Thursday, February 5, 2009

Designed For Digital Lenses

From fixed-focal-length prime lenses to wide-angle to telephoto zooms, modern lenses use a complex combination of high-end glass, unique materials and chemical cocktails capable of producing optics with incredible power.
By Dave Willis Published in Lenses
Designed For Digital Lenses
smc Pentax DA 55-300mm
ƒ/4-5.8 ED Zoom


Pentax’s DA lenses are designed specifically to match Pentax digital sensors in an efficient design at a good combination of price and performance. Using Extra-low Dispersion glass to compensate for chromatic aberration and other optical flaws, the 82.5-450mm (35mm equivalent) smc Pentax DA 55-300mm ƒ/4-5.8 ED zoom covers a versatile range for indoor shooting, portraiture, sports, landscape, wildlife and more. Pentax’s Super Protect (SP) coating repels dust, water and grease. Estimated Street Price: $325.
******
* _Problem to work on_: List each kind of shooting that the lens write-up says the Pentax 55-300mm zoom's range covers.

* _Data lines_:
******
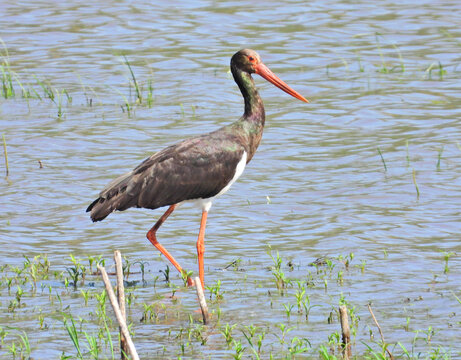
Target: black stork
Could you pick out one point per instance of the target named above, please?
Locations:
(198, 169)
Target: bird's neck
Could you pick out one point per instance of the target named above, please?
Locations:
(254, 108)
(250, 126)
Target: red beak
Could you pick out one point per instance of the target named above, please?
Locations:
(267, 74)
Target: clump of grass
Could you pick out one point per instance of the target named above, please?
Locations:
(382, 159)
(439, 158)
(5, 152)
(440, 71)
(415, 183)
(135, 82)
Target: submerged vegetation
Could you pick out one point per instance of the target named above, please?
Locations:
(69, 304)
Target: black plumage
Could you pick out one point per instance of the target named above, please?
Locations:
(197, 168)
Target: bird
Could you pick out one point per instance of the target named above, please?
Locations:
(198, 169)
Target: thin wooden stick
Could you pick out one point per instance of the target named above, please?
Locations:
(201, 298)
(118, 314)
(347, 352)
(380, 332)
(121, 300)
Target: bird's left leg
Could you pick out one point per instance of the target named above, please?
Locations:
(153, 239)
(201, 248)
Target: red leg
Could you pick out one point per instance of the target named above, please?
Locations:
(153, 239)
(201, 248)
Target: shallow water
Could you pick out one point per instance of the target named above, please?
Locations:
(382, 77)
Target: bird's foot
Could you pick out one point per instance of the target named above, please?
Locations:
(190, 282)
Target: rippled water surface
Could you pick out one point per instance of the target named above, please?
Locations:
(381, 77)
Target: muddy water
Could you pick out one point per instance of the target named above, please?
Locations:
(379, 77)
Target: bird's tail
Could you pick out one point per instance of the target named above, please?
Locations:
(113, 197)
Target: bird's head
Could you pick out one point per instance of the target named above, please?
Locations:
(249, 61)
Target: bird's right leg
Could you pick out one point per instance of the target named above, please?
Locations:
(153, 239)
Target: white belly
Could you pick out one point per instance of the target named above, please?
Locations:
(205, 204)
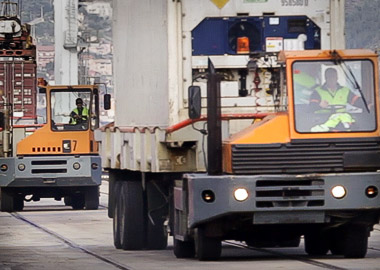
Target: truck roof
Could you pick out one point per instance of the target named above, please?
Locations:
(306, 54)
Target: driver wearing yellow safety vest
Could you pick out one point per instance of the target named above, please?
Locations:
(332, 97)
(80, 114)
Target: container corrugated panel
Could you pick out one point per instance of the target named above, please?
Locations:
(19, 85)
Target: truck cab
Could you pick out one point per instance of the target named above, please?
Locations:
(309, 168)
(60, 159)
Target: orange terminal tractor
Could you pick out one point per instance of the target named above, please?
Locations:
(60, 159)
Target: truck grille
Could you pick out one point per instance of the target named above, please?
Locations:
(289, 193)
(49, 166)
(303, 157)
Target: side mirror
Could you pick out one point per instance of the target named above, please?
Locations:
(194, 102)
(107, 101)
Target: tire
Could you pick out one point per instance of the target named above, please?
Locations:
(77, 201)
(18, 203)
(157, 236)
(116, 220)
(92, 198)
(131, 222)
(156, 212)
(356, 241)
(113, 192)
(337, 241)
(184, 249)
(316, 244)
(6, 201)
(67, 200)
(207, 248)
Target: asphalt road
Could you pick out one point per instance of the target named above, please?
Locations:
(48, 235)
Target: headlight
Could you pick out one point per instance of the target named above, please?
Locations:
(208, 196)
(76, 166)
(21, 166)
(371, 192)
(338, 192)
(241, 194)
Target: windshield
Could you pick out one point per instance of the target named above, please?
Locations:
(334, 97)
(70, 110)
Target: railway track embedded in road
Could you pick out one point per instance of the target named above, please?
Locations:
(287, 256)
(71, 243)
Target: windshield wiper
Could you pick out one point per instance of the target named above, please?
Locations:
(338, 60)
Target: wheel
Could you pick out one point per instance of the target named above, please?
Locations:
(113, 191)
(92, 198)
(356, 241)
(18, 203)
(184, 249)
(67, 200)
(77, 201)
(116, 220)
(6, 201)
(295, 242)
(337, 241)
(156, 212)
(131, 220)
(157, 235)
(316, 244)
(206, 248)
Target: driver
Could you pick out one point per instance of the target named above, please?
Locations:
(79, 114)
(332, 95)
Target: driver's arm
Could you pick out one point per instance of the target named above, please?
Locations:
(316, 103)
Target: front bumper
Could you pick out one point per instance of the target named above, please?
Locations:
(280, 199)
(50, 171)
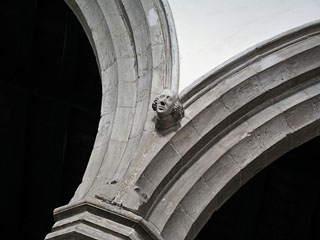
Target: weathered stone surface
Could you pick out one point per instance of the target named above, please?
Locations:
(238, 120)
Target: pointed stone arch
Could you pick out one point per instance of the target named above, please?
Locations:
(239, 119)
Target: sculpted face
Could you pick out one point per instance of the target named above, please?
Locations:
(165, 103)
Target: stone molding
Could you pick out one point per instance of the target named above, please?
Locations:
(135, 46)
(258, 111)
(95, 220)
(238, 119)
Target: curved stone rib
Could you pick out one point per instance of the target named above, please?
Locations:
(229, 159)
(172, 158)
(208, 81)
(133, 43)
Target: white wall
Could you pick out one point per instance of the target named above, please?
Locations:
(212, 31)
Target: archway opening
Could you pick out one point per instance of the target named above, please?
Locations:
(50, 101)
(280, 202)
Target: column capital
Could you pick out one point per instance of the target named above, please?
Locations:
(91, 219)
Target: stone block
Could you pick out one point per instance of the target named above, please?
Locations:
(127, 94)
(220, 173)
(210, 117)
(196, 200)
(161, 164)
(123, 124)
(300, 115)
(185, 138)
(178, 226)
(243, 93)
(128, 70)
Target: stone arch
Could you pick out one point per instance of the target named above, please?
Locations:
(135, 46)
(239, 118)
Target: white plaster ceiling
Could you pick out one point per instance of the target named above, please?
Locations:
(210, 32)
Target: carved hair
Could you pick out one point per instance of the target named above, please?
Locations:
(177, 112)
(154, 104)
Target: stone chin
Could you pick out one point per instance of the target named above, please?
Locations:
(169, 110)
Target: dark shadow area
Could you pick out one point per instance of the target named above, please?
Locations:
(282, 202)
(50, 98)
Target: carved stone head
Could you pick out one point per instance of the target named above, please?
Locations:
(169, 110)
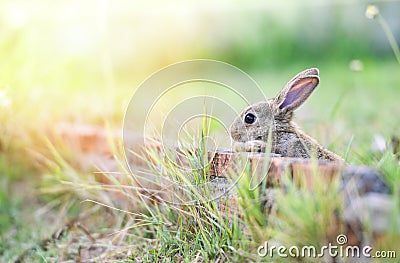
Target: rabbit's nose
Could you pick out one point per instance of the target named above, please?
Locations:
(312, 72)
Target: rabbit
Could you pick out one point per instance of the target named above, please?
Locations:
(250, 129)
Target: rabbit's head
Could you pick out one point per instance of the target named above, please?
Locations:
(254, 122)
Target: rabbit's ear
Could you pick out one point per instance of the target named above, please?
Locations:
(298, 89)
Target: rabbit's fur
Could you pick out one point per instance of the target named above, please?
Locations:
(251, 128)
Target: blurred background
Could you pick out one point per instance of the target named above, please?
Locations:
(80, 62)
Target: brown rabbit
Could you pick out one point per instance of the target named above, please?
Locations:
(251, 128)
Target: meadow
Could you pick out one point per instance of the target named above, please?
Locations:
(80, 63)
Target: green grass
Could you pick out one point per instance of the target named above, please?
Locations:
(42, 187)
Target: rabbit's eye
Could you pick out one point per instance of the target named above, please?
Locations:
(250, 118)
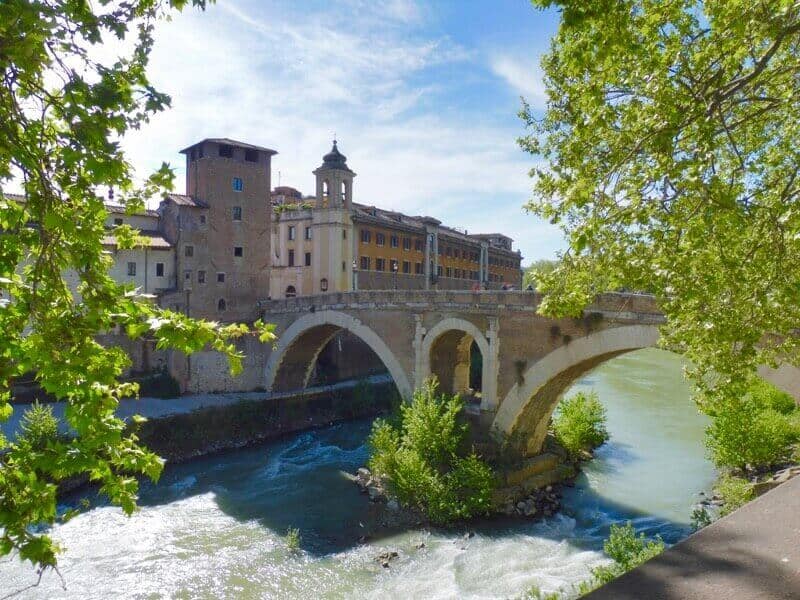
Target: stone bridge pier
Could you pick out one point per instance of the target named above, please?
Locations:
(528, 360)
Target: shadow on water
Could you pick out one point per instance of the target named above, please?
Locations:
(300, 482)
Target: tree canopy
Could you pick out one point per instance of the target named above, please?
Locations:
(672, 143)
(63, 114)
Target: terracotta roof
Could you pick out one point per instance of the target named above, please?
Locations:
(157, 241)
(230, 142)
(184, 200)
(118, 210)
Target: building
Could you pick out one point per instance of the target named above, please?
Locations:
(231, 240)
(329, 242)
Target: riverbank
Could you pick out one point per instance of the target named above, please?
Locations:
(214, 527)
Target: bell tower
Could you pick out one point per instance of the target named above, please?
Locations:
(332, 221)
(334, 181)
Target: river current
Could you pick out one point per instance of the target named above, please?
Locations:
(214, 528)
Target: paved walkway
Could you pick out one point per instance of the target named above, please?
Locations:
(154, 408)
(752, 554)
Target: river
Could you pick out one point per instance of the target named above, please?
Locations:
(213, 528)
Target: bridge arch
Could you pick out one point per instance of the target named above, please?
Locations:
(524, 415)
(455, 337)
(290, 364)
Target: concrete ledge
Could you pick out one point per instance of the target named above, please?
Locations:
(752, 554)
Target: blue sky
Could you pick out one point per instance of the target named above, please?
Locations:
(422, 96)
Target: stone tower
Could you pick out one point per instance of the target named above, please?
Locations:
(226, 221)
(333, 224)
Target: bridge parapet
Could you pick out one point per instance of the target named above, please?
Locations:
(621, 306)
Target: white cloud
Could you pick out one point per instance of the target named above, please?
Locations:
(524, 76)
(250, 73)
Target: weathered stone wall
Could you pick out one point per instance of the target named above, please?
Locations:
(208, 430)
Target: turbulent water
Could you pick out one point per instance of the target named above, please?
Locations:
(214, 528)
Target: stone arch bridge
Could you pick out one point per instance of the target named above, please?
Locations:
(528, 359)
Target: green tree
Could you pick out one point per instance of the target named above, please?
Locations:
(627, 550)
(537, 270)
(672, 147)
(422, 457)
(63, 114)
(579, 424)
(744, 435)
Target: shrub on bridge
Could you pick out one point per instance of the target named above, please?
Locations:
(579, 424)
(768, 396)
(422, 456)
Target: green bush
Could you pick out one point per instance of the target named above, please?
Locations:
(743, 434)
(627, 550)
(421, 455)
(766, 395)
(580, 423)
(735, 492)
(38, 426)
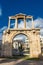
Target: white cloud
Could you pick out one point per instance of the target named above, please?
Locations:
(38, 22)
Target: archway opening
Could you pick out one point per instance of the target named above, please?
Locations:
(20, 45)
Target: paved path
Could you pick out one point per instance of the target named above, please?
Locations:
(19, 62)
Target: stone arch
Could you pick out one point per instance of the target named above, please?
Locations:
(27, 38)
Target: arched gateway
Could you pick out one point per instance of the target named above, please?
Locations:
(32, 34)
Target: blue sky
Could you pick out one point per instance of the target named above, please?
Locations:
(12, 7)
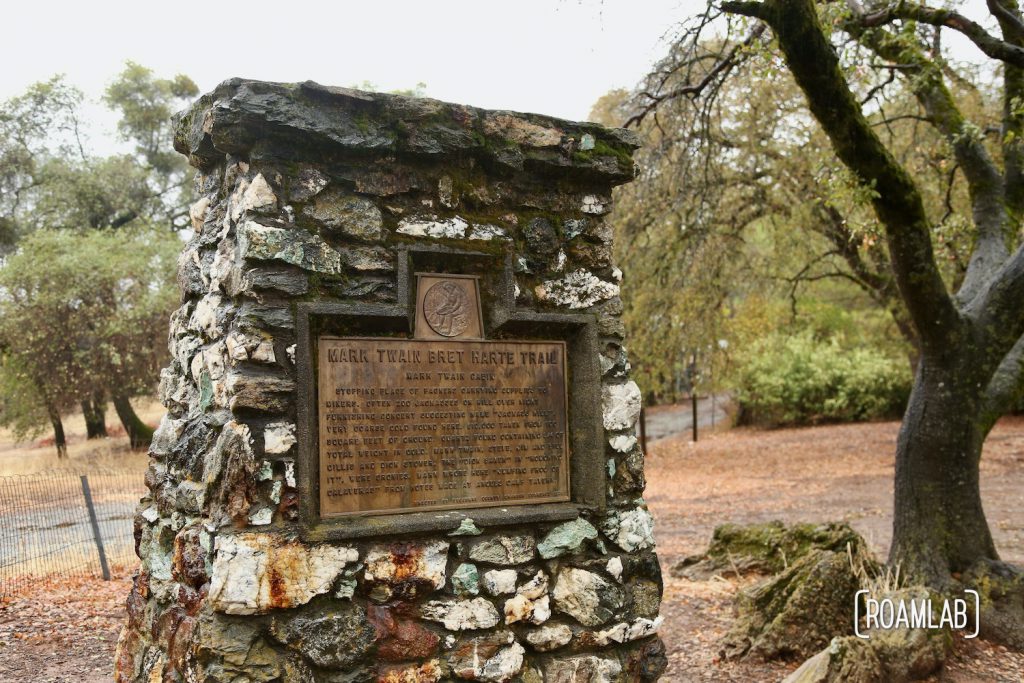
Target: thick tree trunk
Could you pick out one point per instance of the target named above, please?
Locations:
(94, 412)
(139, 434)
(58, 436)
(939, 526)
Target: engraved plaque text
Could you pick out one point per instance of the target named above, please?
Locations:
(413, 425)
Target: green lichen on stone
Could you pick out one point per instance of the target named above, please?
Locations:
(566, 539)
(467, 527)
(466, 580)
(766, 548)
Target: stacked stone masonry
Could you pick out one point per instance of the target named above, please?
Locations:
(309, 194)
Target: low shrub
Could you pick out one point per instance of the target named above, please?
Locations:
(800, 379)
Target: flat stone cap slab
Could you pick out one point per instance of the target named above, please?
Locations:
(259, 119)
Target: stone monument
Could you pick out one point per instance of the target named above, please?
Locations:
(399, 433)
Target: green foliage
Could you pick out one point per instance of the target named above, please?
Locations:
(145, 104)
(803, 379)
(22, 407)
(82, 312)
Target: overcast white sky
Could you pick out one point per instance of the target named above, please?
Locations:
(551, 56)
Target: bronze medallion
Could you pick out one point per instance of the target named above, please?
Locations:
(414, 425)
(446, 308)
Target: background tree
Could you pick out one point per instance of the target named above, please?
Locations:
(50, 181)
(968, 323)
(82, 312)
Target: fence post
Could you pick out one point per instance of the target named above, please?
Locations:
(95, 527)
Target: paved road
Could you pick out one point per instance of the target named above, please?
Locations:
(665, 421)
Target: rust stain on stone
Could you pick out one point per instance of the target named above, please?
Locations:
(279, 596)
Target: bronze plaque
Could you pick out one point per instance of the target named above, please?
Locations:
(448, 307)
(411, 425)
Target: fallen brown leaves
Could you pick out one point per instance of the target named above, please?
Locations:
(842, 472)
(67, 632)
(64, 631)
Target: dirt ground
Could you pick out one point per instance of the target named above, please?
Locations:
(812, 474)
(67, 633)
(38, 455)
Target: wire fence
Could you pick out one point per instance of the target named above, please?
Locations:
(64, 523)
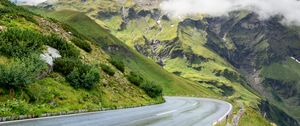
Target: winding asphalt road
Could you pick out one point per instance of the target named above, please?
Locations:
(177, 111)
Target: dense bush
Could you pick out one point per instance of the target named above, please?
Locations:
(82, 44)
(14, 107)
(66, 65)
(84, 76)
(19, 73)
(107, 69)
(151, 89)
(135, 79)
(77, 73)
(66, 49)
(19, 43)
(118, 64)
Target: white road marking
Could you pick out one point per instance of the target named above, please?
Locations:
(164, 113)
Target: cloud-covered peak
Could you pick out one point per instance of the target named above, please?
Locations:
(289, 9)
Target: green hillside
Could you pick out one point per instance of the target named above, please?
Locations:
(226, 56)
(84, 78)
(196, 83)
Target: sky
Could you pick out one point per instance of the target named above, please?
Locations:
(31, 2)
(289, 9)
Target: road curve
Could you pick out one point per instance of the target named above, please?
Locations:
(177, 111)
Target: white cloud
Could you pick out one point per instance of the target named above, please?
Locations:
(30, 2)
(290, 9)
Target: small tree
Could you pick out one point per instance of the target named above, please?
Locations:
(152, 89)
(118, 64)
(21, 72)
(84, 76)
(135, 79)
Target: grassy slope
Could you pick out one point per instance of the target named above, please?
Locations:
(54, 93)
(287, 71)
(172, 84)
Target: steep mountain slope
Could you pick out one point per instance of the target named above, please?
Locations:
(231, 55)
(31, 86)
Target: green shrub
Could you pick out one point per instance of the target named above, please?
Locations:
(107, 69)
(19, 73)
(14, 107)
(135, 79)
(66, 49)
(82, 44)
(84, 76)
(66, 65)
(118, 64)
(151, 89)
(19, 43)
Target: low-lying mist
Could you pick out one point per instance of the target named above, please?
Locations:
(289, 9)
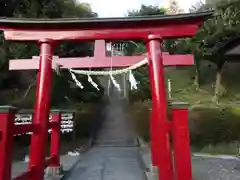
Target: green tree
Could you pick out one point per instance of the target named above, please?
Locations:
(46, 9)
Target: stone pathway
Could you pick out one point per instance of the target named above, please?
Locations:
(115, 155)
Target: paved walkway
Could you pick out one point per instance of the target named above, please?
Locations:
(115, 155)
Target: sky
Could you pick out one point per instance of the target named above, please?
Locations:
(118, 8)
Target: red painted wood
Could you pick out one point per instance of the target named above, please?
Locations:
(6, 143)
(24, 128)
(159, 105)
(181, 144)
(97, 62)
(24, 175)
(41, 111)
(166, 31)
(55, 139)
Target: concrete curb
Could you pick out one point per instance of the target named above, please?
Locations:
(151, 172)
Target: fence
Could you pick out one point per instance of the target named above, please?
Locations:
(12, 124)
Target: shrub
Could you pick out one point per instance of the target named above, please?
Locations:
(213, 126)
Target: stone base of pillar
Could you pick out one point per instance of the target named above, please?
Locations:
(54, 172)
(153, 174)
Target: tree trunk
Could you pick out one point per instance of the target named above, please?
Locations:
(218, 84)
(197, 74)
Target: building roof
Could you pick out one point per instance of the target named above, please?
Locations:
(102, 22)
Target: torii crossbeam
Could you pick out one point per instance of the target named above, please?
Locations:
(100, 60)
(151, 29)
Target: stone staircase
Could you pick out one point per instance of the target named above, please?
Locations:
(116, 129)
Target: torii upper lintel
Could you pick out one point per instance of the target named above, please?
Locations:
(168, 26)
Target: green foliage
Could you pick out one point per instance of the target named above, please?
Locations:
(62, 92)
(213, 126)
(147, 11)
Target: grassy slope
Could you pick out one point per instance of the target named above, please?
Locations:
(184, 90)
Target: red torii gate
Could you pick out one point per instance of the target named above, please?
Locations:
(151, 29)
(100, 60)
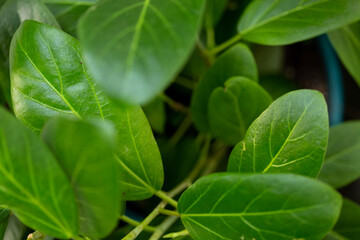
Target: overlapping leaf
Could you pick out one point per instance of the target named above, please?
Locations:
(267, 206)
(289, 137)
(136, 47)
(85, 153)
(33, 184)
(282, 22)
(49, 78)
(237, 61)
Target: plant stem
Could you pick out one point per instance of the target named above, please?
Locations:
(169, 212)
(162, 195)
(135, 223)
(180, 132)
(163, 227)
(226, 44)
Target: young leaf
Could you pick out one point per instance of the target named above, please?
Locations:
(237, 61)
(49, 78)
(91, 168)
(342, 165)
(267, 206)
(4, 217)
(348, 227)
(282, 22)
(134, 48)
(12, 14)
(233, 109)
(290, 136)
(346, 42)
(33, 184)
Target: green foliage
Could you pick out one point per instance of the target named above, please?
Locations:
(269, 206)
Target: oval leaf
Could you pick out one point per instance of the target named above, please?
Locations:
(134, 47)
(91, 168)
(237, 61)
(342, 163)
(49, 78)
(267, 206)
(282, 22)
(290, 136)
(33, 184)
(233, 109)
(346, 42)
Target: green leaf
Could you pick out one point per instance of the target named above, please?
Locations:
(342, 165)
(233, 109)
(33, 184)
(68, 12)
(148, 42)
(49, 78)
(267, 206)
(282, 22)
(12, 14)
(237, 61)
(4, 217)
(91, 168)
(289, 137)
(346, 42)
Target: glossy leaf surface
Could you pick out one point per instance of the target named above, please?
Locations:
(346, 42)
(233, 109)
(289, 137)
(42, 201)
(91, 168)
(49, 78)
(267, 206)
(12, 14)
(133, 65)
(237, 61)
(271, 22)
(342, 161)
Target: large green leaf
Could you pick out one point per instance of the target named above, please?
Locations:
(12, 14)
(290, 136)
(278, 22)
(267, 206)
(33, 184)
(233, 109)
(135, 47)
(342, 161)
(91, 168)
(4, 217)
(237, 61)
(346, 42)
(49, 78)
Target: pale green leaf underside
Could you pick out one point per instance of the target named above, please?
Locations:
(49, 78)
(267, 206)
(279, 22)
(38, 200)
(237, 61)
(127, 44)
(341, 164)
(346, 42)
(289, 137)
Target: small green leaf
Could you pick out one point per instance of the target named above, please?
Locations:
(49, 78)
(346, 42)
(233, 109)
(282, 22)
(33, 184)
(237, 61)
(342, 165)
(289, 137)
(12, 14)
(267, 206)
(152, 40)
(85, 153)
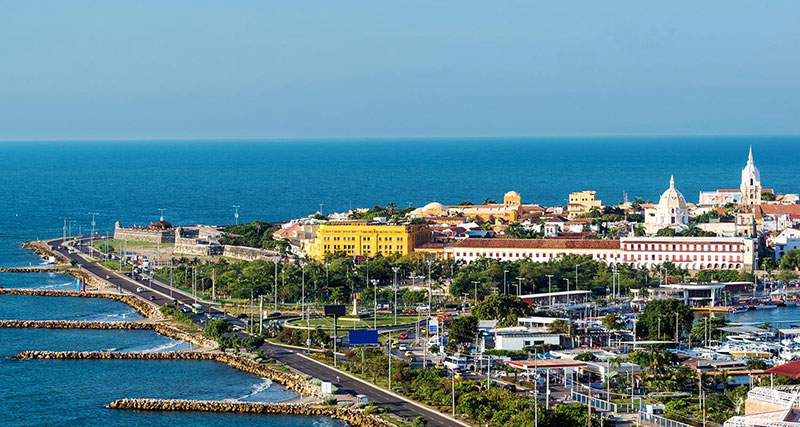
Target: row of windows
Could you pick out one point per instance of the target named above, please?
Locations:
(351, 238)
(691, 247)
(681, 258)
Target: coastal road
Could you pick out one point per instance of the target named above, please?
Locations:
(160, 294)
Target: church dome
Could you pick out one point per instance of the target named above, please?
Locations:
(750, 171)
(433, 206)
(672, 198)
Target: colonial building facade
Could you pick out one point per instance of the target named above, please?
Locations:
(692, 253)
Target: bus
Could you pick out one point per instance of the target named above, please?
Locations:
(454, 363)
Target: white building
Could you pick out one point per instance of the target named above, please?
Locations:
(751, 183)
(788, 240)
(518, 337)
(670, 211)
(692, 253)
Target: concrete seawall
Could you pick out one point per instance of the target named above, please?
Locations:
(144, 308)
(354, 417)
(289, 380)
(41, 249)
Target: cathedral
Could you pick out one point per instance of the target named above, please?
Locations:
(751, 183)
(670, 211)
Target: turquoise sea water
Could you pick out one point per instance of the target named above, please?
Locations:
(198, 182)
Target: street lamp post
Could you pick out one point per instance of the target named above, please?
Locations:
(375, 314)
(394, 285)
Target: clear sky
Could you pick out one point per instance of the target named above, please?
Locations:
(336, 69)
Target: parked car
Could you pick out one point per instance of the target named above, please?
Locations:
(510, 387)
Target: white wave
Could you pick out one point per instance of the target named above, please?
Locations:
(255, 389)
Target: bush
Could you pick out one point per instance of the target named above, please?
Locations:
(216, 327)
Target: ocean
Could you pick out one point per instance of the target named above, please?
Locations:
(200, 181)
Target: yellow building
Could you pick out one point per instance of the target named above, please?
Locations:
(363, 238)
(581, 203)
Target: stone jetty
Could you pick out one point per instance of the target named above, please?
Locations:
(143, 307)
(290, 380)
(354, 417)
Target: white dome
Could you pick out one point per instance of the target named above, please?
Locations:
(672, 198)
(750, 170)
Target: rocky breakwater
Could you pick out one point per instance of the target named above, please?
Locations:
(75, 324)
(354, 417)
(144, 308)
(289, 380)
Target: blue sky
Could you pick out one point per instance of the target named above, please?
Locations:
(323, 69)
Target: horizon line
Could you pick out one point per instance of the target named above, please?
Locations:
(397, 138)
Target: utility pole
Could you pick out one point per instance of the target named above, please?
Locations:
(91, 237)
(276, 285)
(428, 319)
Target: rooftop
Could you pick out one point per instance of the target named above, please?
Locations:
(538, 244)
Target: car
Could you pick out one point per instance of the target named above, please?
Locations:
(510, 387)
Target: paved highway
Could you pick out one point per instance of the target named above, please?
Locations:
(161, 294)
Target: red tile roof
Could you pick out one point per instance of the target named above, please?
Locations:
(538, 244)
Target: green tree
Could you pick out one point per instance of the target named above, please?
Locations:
(505, 308)
(561, 326)
(419, 422)
(216, 327)
(791, 260)
(462, 331)
(707, 327)
(612, 322)
(666, 232)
******
* _Written response_: Indoor shooting, portraiture, sports, landscape, wildlife